(Saved data entries)
+ + + +

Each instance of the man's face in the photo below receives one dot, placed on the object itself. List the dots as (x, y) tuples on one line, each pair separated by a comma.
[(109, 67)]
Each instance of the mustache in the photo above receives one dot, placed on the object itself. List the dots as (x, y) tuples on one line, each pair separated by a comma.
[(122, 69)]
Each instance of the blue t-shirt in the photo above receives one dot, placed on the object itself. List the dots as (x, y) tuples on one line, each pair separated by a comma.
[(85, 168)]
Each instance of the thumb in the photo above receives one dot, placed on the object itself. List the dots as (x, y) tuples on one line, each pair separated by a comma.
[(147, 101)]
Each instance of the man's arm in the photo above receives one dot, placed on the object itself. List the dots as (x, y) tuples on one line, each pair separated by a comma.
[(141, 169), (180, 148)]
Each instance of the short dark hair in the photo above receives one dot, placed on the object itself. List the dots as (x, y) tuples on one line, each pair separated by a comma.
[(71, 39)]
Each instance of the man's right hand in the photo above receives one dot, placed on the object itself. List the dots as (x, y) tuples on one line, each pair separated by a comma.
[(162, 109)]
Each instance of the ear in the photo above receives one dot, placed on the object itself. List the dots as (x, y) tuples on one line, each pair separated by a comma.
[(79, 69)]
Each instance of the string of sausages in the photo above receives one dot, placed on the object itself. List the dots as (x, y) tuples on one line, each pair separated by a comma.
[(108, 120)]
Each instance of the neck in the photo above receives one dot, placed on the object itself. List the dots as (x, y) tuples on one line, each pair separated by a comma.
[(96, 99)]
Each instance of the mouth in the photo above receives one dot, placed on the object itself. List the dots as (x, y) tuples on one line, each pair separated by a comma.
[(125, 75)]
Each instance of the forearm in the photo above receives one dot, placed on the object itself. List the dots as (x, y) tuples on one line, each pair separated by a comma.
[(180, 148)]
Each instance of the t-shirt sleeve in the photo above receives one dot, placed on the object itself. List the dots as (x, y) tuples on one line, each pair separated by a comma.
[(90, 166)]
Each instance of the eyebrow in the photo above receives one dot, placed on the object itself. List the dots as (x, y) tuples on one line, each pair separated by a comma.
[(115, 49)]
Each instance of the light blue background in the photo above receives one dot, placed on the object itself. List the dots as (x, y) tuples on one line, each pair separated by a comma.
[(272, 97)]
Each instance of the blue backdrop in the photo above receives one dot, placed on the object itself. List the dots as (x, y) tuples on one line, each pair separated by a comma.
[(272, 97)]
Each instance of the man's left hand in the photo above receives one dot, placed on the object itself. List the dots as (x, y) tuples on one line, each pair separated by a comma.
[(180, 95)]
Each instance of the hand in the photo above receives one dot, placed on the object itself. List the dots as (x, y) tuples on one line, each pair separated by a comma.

+ + + +

- Aim of the exercise:
Take the records from the start through the line that contains "[(109, 67)]", and write those lines again with "man's face" swapped for "man's head". Leave everything else unchanged.

- Solution to this task:
Each instance of the man's head in the photo below receives one dot, placed on the object itself. List the dots as (x, y) tuples on one line, each pair separated by a comma.
[(109, 67)]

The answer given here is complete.